[Outline labeling records]
※ ※ ※

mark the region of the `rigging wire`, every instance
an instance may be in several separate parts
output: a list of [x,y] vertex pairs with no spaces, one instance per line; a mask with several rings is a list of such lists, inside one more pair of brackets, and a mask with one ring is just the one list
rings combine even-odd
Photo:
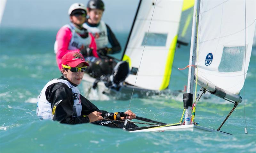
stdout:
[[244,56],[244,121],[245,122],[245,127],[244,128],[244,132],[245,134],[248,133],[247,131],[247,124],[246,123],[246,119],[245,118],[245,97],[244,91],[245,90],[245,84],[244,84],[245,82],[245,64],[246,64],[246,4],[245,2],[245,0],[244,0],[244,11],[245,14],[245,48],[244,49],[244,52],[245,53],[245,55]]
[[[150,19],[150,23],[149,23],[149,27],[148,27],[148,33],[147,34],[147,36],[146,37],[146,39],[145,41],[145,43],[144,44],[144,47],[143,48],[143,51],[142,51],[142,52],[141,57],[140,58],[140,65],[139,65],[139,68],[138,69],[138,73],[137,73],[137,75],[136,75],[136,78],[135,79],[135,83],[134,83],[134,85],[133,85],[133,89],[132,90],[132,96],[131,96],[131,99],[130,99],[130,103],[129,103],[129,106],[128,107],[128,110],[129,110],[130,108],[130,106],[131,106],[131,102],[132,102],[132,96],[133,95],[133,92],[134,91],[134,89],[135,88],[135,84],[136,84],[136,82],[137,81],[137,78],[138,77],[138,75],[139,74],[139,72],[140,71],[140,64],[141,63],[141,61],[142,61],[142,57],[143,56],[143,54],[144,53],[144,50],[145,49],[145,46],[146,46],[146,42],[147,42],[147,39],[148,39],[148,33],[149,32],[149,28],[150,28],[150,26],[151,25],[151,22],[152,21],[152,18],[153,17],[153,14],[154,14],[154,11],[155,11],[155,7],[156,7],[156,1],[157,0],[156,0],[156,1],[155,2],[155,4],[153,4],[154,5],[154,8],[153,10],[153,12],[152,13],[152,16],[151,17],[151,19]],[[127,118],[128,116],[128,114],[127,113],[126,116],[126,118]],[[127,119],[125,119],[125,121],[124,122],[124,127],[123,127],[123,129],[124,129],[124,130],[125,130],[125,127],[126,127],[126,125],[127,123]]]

※ ※ ※

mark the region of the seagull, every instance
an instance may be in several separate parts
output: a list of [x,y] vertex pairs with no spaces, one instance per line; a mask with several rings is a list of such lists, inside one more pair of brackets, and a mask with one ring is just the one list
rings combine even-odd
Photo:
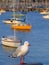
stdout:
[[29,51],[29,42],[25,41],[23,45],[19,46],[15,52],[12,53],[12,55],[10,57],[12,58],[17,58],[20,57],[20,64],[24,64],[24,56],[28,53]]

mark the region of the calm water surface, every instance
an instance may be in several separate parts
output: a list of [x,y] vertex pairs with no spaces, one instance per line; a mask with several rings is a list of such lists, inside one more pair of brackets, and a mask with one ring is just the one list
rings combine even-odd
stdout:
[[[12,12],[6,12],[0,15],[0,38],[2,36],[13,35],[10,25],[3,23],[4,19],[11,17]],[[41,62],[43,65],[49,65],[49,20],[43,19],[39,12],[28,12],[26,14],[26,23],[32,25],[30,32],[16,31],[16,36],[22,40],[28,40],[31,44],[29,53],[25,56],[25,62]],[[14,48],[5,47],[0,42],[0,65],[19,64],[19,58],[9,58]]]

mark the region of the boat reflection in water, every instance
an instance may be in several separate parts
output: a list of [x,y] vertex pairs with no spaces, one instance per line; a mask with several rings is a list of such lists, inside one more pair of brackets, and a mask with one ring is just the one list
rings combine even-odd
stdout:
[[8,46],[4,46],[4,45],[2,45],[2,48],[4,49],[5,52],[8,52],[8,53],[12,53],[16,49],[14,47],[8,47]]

※ ※ ※

§ **TASK INSTRUCTIONS**
Return every line of the records that contains the string "mark". Case counts.

§ **OUTPUT OF THE TASK**
mark the region of the `rigging wire`, every instance
mark the region of the seagull, every instance
mark the region of the calm water surface, every instance
mark the region of the boat reflection in water, every instance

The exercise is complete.